Problem A — Pick out every line in the listing below that contains the string "negative", and copy each of those lines in full.

Excerpt provided —
· · ·

Section A: Implementation Logic:
The engineering theory behind MED involves influencing the decision-making process of a neighbor AS. When a router receives multiple advertisements for the same prefix from different exit points of a single neighbor AS, it compares the MED values. A lower MED value is always preferred. Unlike Local Preference, which is shared across the entire local AS via iBGP, MED is typically passed from an AS to its neighbor to affect how that neighbor talks back.
From a system architecture perspective, the deployment is idempotent; applying the same MED value repeatedly will not change the state beyond the initial convergence. However, it is vital to understand that MED comparison by default only occurs between paths from the same autonomous system. If a router receives advertisements from two different ASNs for the same prefix, it ignores the MED unless the “always-compare-med” command is enabled. This protects the network from erratic routing behavior caused by inconsistent metric scales across different providers.

· · ·

Entries supplied —
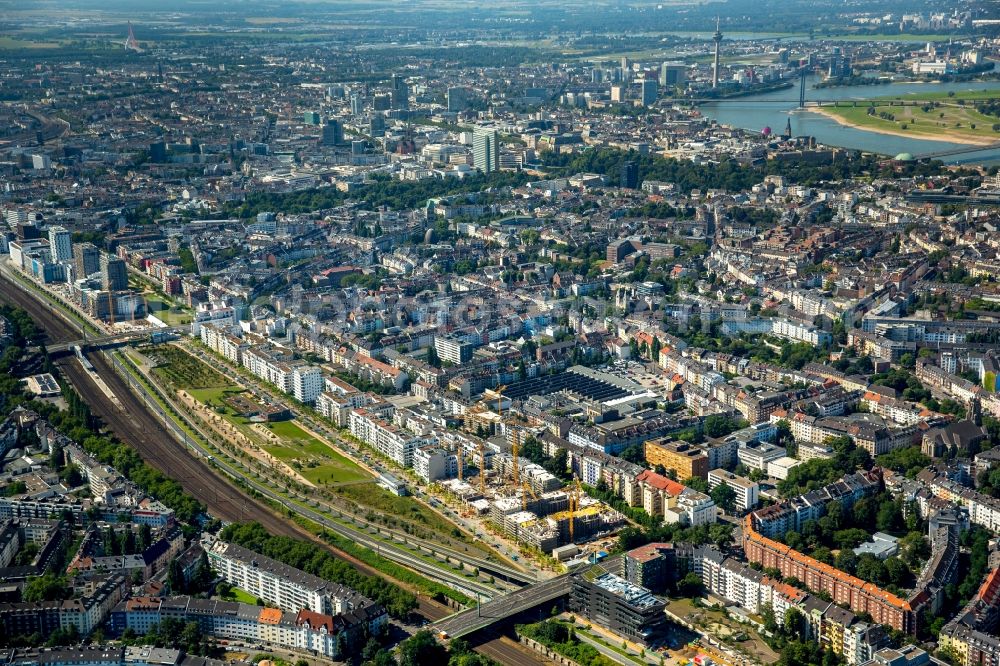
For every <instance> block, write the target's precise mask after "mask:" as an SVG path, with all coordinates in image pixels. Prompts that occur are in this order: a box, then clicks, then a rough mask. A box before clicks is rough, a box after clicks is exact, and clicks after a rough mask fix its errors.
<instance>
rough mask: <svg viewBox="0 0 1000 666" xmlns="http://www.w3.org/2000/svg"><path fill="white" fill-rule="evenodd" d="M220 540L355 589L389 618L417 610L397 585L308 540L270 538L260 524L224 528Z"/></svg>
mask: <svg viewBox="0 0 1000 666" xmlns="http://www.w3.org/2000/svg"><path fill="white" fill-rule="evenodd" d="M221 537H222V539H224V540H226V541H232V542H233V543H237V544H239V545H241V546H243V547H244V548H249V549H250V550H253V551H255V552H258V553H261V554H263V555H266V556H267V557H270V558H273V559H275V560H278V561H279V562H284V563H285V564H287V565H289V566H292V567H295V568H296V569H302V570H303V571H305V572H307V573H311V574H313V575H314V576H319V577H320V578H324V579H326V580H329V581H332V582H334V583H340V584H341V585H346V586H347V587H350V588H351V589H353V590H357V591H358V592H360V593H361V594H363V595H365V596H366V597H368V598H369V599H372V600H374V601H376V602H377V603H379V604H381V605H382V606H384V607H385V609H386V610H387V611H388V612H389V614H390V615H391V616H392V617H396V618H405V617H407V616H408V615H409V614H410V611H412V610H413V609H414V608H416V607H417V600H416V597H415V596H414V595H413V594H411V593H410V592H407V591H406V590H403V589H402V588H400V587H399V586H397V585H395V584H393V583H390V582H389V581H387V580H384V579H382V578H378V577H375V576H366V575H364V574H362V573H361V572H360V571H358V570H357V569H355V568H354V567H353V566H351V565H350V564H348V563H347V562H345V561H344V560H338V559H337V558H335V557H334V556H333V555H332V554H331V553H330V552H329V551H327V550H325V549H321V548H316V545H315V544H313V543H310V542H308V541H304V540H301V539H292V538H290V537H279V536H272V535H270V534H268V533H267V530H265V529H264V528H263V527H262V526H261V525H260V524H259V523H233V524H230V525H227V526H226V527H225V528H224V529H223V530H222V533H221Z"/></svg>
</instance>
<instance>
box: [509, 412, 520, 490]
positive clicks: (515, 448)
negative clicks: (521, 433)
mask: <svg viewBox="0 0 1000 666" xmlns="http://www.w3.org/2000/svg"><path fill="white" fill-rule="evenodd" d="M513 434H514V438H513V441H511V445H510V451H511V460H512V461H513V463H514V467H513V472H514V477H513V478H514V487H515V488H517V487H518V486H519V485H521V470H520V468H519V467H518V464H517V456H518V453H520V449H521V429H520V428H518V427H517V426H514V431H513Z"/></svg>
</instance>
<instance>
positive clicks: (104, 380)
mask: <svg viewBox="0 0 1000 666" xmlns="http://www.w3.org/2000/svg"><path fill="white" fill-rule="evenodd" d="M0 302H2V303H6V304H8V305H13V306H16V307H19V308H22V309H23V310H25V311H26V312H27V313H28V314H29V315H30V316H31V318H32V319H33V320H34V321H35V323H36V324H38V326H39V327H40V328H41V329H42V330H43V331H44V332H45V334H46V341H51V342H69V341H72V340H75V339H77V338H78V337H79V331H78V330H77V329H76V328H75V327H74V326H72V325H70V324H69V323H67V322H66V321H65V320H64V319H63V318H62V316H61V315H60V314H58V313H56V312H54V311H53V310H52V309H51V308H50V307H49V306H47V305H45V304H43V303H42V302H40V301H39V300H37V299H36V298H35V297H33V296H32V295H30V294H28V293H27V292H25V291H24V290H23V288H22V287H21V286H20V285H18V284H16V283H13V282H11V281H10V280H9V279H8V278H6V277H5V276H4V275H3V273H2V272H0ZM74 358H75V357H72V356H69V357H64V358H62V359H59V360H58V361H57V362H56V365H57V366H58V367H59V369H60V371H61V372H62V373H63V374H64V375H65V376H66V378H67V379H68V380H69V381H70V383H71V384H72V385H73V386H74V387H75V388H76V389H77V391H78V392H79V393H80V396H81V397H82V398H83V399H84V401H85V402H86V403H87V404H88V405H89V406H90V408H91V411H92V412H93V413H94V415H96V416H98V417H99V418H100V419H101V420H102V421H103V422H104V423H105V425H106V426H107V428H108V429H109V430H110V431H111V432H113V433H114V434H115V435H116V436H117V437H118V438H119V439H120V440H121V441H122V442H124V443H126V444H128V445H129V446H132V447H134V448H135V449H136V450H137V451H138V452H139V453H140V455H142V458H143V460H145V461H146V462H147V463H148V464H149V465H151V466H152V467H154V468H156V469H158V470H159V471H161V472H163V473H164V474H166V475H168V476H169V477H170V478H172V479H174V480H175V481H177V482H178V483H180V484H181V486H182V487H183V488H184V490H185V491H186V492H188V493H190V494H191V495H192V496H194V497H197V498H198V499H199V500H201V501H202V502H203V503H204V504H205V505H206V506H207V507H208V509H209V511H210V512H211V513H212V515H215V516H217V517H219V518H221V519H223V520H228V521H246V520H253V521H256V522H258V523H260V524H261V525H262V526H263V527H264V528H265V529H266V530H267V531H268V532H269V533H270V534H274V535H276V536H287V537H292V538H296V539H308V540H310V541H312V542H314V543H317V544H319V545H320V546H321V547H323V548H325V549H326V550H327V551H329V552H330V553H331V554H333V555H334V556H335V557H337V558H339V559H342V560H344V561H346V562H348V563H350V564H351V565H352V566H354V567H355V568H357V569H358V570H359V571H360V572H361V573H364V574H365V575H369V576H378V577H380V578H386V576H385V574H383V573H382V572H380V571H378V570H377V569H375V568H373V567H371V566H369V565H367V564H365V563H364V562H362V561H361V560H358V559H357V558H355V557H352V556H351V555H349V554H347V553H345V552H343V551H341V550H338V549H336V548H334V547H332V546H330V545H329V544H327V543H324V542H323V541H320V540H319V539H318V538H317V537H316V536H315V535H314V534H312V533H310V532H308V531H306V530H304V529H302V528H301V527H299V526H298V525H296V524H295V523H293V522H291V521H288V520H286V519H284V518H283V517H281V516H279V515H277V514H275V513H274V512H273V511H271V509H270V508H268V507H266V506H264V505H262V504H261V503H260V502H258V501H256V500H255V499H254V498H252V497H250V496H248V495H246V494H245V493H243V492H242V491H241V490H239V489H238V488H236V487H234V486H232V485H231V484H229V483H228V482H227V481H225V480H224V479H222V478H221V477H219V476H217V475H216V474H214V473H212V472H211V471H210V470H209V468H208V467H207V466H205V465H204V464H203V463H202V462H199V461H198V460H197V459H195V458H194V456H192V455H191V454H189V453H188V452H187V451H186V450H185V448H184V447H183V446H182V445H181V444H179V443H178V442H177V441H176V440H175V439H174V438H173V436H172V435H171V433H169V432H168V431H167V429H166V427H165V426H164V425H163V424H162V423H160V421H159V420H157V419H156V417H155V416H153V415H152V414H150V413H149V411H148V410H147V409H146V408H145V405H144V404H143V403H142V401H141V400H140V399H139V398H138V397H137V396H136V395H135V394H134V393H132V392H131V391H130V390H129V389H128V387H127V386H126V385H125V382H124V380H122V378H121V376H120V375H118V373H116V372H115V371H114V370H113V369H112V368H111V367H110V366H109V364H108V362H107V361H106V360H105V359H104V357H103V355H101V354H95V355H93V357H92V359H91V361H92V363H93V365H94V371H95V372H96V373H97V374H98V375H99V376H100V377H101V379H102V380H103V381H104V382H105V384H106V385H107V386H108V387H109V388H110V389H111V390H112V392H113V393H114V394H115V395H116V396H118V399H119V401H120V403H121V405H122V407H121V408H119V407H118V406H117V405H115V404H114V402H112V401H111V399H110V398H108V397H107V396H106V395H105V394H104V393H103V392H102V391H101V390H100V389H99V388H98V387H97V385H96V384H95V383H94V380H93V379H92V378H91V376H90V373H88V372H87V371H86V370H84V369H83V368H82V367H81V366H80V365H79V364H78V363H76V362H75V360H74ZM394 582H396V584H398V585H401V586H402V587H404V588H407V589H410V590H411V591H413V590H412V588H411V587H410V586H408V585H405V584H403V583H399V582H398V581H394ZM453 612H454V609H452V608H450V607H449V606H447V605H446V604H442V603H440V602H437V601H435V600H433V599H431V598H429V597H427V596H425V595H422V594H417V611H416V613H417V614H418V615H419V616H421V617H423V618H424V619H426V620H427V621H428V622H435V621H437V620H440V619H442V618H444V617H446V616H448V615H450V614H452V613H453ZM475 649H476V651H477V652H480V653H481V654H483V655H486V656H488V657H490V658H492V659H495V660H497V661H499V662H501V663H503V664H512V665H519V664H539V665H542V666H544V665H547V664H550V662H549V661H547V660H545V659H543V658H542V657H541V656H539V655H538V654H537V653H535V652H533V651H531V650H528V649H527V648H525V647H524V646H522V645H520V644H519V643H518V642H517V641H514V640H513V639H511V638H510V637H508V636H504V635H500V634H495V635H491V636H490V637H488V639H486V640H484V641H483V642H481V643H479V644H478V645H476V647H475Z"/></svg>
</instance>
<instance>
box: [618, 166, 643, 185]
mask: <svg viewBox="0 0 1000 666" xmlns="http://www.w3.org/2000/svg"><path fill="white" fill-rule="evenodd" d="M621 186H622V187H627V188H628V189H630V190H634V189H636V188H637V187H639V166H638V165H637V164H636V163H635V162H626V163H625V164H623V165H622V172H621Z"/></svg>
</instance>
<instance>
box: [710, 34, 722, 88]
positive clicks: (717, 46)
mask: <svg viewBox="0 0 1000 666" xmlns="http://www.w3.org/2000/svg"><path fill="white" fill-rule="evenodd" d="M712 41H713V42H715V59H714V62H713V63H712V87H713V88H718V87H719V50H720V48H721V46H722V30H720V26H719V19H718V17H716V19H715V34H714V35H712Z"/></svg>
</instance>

· · ·

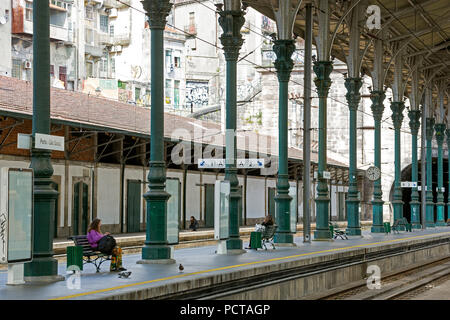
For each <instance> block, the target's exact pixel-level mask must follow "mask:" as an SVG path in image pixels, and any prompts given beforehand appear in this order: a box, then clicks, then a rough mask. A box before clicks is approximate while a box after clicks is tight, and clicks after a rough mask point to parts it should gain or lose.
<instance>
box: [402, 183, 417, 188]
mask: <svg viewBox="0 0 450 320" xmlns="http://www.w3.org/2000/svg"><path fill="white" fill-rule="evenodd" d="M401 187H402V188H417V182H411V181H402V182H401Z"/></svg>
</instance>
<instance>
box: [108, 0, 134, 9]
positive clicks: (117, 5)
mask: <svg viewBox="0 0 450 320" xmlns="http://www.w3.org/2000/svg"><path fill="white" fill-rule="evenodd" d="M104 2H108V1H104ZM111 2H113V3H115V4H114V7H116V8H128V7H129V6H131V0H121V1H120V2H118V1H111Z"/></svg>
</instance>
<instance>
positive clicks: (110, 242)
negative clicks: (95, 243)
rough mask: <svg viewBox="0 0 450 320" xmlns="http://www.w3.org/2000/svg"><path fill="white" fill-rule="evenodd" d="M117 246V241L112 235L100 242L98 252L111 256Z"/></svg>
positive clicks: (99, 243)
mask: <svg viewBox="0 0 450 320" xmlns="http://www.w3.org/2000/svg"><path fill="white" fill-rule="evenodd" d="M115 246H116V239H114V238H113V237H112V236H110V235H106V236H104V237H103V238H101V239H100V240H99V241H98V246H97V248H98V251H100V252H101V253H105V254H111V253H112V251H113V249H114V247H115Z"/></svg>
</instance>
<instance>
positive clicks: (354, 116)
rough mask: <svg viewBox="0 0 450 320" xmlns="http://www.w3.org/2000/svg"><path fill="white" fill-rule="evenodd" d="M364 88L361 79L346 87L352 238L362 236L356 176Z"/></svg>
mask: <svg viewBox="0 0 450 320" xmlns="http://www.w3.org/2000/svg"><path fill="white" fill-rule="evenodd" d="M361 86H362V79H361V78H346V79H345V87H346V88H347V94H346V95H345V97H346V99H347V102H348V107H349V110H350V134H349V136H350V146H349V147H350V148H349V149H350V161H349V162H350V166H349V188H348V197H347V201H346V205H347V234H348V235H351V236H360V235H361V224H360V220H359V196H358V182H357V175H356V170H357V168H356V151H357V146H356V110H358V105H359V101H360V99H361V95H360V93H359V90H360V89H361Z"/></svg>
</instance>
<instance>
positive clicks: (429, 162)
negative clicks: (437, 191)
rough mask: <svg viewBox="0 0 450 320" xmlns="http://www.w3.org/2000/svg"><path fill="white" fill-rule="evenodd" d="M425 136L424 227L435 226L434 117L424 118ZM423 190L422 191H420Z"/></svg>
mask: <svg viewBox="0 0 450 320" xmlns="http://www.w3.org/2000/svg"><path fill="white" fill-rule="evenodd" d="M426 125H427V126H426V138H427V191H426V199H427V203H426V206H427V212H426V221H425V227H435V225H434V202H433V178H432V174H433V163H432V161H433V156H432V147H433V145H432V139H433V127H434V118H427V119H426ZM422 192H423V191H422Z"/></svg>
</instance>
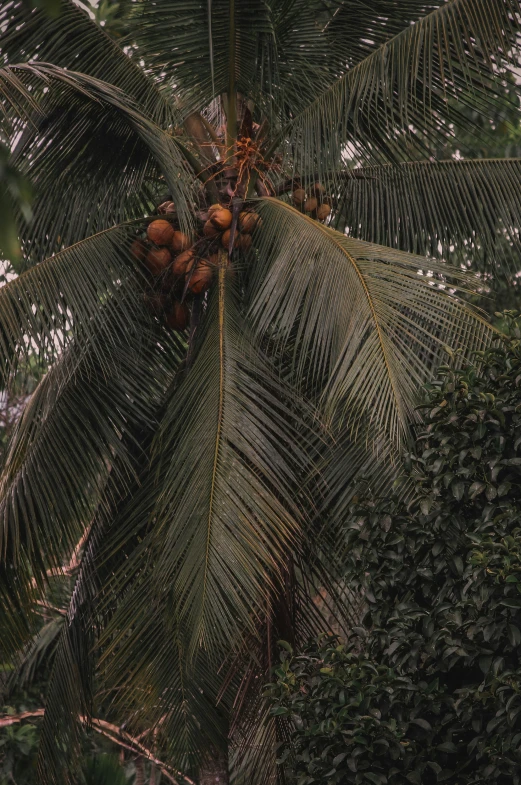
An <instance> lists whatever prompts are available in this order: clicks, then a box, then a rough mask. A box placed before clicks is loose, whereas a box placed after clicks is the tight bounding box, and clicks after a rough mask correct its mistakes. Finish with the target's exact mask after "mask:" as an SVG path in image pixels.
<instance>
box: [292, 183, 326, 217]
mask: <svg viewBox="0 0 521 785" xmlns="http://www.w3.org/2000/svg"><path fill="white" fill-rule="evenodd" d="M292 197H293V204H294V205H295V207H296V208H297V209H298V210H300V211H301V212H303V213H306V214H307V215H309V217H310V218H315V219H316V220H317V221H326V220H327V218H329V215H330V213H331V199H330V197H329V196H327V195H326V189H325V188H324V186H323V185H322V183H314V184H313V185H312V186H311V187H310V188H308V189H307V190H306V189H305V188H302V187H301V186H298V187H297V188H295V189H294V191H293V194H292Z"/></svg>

· · ·

Problem B — Write out the part of the MED excerpt above from "Section A: Implementation" up to and including "neighbor talks back.", word for word.

Expected output A —
negative clicks: (521, 433)
negative clicks: (95, 243)
negative clicks: (437, 191)

Expected output B —
Section A: Implementation Logic:
The engineering theory behind MED involves influencing the decision-making process of a neighbor AS. When a router receives multiple advertisements for the same prefix from different exit points of a single neighbor AS, it compares the MED values. A lower MED value is always preferred. Unlike Local Preference, which is shared across the entire local AS via iBGP, MED is typically passed from an AS to its neighbor to affect how that neighbor talks back.